Entries on locating named items
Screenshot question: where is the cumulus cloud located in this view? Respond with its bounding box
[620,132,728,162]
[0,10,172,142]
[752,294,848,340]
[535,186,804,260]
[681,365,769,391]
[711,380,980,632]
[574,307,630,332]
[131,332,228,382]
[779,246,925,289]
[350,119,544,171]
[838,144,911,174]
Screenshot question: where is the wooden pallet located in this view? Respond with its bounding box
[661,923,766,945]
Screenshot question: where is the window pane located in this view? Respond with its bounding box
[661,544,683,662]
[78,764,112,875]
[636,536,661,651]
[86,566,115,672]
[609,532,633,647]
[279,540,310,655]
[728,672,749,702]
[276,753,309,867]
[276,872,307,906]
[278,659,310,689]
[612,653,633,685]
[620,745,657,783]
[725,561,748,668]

» **Challenge**:
Render the lines above as a numbered list, omitting any blank lines.

» **Finished exercise**:
1. Screenshot question: where is the cumulus cloud located in this view? Respond with its bounding box
2. [620,132,728,162]
3. [0,10,172,142]
4. [752,294,848,340]
5. [535,186,804,260]
6. [681,365,769,391]
7. [711,380,980,632]
8. [574,307,630,332]
9. [131,332,228,382]
10. [779,246,925,289]
11. [350,119,544,171]
12. [838,144,911,174]
13. Screenshot question: where is the wooden pallet located in this view? Respond with its bounding box
14. [661,923,766,945]
15. Screenshot question: where is the window pane located in this view? Respond with its bounding box
16. [661,544,683,662]
17. [78,764,112,875]
18. [636,536,661,651]
19. [86,566,115,672]
20. [609,532,633,647]
21. [279,540,310,655]
22. [728,672,749,702]
23. [276,753,309,867]
24. [276,872,307,906]
25. [278,659,310,689]
26. [612,653,633,685]
27. [620,745,657,783]
28. [725,561,748,668]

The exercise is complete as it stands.